> **Data shown**:
— Start —

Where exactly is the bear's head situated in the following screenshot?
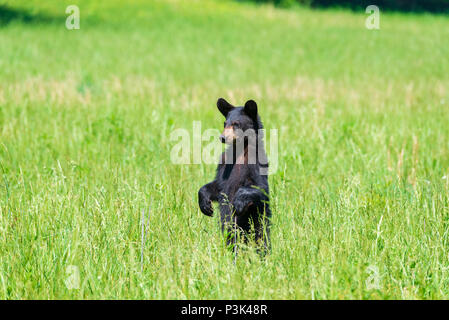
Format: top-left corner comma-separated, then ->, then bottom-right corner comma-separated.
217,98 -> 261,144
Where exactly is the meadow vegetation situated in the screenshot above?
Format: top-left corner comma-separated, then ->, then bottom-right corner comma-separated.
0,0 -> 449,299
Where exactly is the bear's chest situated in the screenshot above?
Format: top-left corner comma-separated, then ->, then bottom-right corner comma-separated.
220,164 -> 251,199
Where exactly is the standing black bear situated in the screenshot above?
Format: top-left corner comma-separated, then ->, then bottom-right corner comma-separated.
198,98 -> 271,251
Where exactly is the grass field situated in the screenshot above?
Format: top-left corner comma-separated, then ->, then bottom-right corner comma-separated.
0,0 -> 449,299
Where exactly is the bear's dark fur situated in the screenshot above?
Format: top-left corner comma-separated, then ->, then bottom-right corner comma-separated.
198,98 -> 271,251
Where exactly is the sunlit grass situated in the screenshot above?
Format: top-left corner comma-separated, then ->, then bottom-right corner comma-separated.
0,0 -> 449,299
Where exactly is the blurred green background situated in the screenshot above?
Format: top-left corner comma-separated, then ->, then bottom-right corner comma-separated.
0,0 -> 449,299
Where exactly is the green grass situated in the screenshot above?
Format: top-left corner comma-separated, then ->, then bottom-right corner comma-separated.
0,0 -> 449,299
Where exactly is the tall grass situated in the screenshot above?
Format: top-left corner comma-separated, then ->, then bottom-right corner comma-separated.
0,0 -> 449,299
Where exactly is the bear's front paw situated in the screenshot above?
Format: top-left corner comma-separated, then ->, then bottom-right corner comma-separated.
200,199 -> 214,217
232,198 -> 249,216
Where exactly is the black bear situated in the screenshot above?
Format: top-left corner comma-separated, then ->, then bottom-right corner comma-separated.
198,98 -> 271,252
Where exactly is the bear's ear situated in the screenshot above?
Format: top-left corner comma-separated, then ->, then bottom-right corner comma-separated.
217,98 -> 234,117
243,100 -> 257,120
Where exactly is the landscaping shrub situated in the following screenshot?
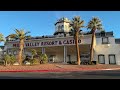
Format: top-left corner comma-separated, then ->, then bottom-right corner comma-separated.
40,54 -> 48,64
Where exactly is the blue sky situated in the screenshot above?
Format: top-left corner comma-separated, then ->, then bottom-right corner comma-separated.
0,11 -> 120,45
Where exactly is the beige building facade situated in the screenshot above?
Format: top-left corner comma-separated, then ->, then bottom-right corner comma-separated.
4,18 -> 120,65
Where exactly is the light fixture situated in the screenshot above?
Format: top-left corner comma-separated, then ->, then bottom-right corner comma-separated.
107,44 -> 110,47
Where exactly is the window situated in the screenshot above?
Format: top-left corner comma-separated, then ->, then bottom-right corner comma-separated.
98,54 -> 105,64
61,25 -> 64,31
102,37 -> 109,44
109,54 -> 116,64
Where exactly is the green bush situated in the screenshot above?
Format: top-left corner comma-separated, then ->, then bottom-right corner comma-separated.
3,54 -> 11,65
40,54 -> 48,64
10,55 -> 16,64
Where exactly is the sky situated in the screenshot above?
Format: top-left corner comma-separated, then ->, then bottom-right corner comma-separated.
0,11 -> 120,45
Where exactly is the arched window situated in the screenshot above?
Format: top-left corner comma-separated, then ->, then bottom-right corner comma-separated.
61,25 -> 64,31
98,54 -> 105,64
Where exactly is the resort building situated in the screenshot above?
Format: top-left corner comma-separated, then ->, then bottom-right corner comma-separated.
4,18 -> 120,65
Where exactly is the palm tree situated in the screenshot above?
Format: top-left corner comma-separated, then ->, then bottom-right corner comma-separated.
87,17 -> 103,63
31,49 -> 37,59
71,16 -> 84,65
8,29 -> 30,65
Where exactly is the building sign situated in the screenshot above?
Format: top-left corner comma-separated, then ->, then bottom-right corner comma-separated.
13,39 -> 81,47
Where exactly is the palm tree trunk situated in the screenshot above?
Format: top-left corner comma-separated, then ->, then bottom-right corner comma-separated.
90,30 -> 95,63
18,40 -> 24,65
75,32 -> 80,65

— End —

Transcribe the records above exactly as they appear, leaving out any pictures.

> **Finished answer**:
Where exactly is the bear's head situated in the following screenshot?
Format: top-left corner comma-separated, then ->, then bottom-right corner comma-separated.
217,98 -> 261,144
Where exactly is the meadow vegetation situated in the screenshot above?
Format: top-left corner comma-separated, then ->, then bottom-right corner comma-separated.
0,0 -> 449,299
Where exactly is the bear's chest situated in the screenshot above?
Format: top-left corner comma-separated, then ->, then bottom-right corner comma-separated.
220,164 -> 251,199
Where exactly is the standing black bear situated in the screenshot above?
Format: top-left corner comma-separated, then ->, then bottom-right corner comma-separated.
198,98 -> 271,251
Where exactly is the grass field situated in the screenshot above?
Format: top-left corner comma-separated, then ->, then bottom-right corner comma-separated.
0,0 -> 449,299
Where exactly is the bear's dark fur situated in the screenshot above?
Format: top-left corner comma-separated, then ->, then bottom-right corner comma-separated.
198,98 -> 271,251
Where exactly is the sunlit grass situated in the screenshot above?
Format: top-left corner comma-separated, then ->, then bottom-right corner comma-separated.
0,0 -> 449,299
Where exactly is the blurred green background situated in the screenshot above?
Format: top-left corner comma-separated, then ->, then bottom-right corner comma-separated.
0,0 -> 449,299
Where exactly is the green grass situated in the screenshot above?
Format: top-left corner comma-separated, then ->, then bottom-right corner comma-separated.
0,0 -> 449,299
Where exactly is the tall grass situated in the screenshot above?
Format: top-left corner comma-separated, then ->, then bottom-right corner comma-separated.
0,0 -> 449,299
Where exactly is the bear's front paw situated in the screenshot above?
Format: top-left corner comma-separated, then ->, then bottom-right corner comma-separated.
200,199 -> 214,217
232,198 -> 249,216
Where exactly is the black bear situated in the screenshot above?
Format: top-left corner comma-separated, then ->, then bottom-right corner comma-separated.
198,98 -> 271,252
Where exactly is the bear's ear situated in the screenshot above?
Format: top-left corner comma-separated, then ->, then bottom-right corner comma-separated.
217,98 -> 234,117
243,100 -> 257,120
Where exactly is the landscaping shrub situated in the following screenshot?
Format: top-left corner comma-separated, then ->, then bottom-right corner comma-separated.
40,54 -> 48,64
Where exactly is the blue sky situated in the screenshot above?
Format: top-left corner comma-separated, then ->, then bottom-right corner comma-separated.
0,11 -> 120,45
Where exactly is the beige building facade situated in the screenshot above?
Format: top-left corner comma-separated, then ->, then bottom-right corner comma-separated.
4,18 -> 120,65
Where exactly is the light fixture situated in the screenshot above?
Format: top-left corner comma-separated, then ->, then bottom-right corner comma-separated.
107,44 -> 110,47
Where exactly is the window situated in the screenshot above?
Format: top-left corner comma-separated, then ->, then bottom-right corner comma-separated.
98,54 -> 105,64
61,25 -> 64,31
102,37 -> 109,44
109,54 -> 116,64
Where exactly is the green bush situated in the screenshot above?
Format: top-left corner comma-separated, then ->, then bottom-right corner comma-separated.
3,54 -> 11,65
40,54 -> 48,64
10,55 -> 16,64
Where exactly is the sky situated in the screenshot above?
Format: top-left corner comma-separated, then ->, then bottom-right corner comma-separated.
0,11 -> 120,45
Where exactly is the arched window situated in the screenshot above?
Format: top-left corner comma-separated, then ->, then bottom-right corner comma-separated.
61,25 -> 64,31
98,54 -> 105,64
Where exactly is the resort building situated in the screenshot above?
Format: top-left corner comma-separated, then ->, then bottom-right corner comma-separated.
4,18 -> 120,65
Where exactly is the palm tree situated in the screenshot above?
Format: top-left corner comma-separated, then ->, then bottom-right corner comma-separated.
87,17 -> 103,63
31,49 -> 37,59
71,16 -> 84,65
8,29 -> 30,65
Where exactly is the building sign situated in the screenshot above?
Format: top-left corner comma-separated, then ->, then bottom-right corner comma-separated.
13,39 -> 81,47
Where exactly is the palm tree trunk situated in the screenshot above?
Format: top-left corner comma-separated, then ->, then bottom-right corner comma-separated.
90,30 -> 95,63
18,40 -> 24,65
75,32 -> 80,65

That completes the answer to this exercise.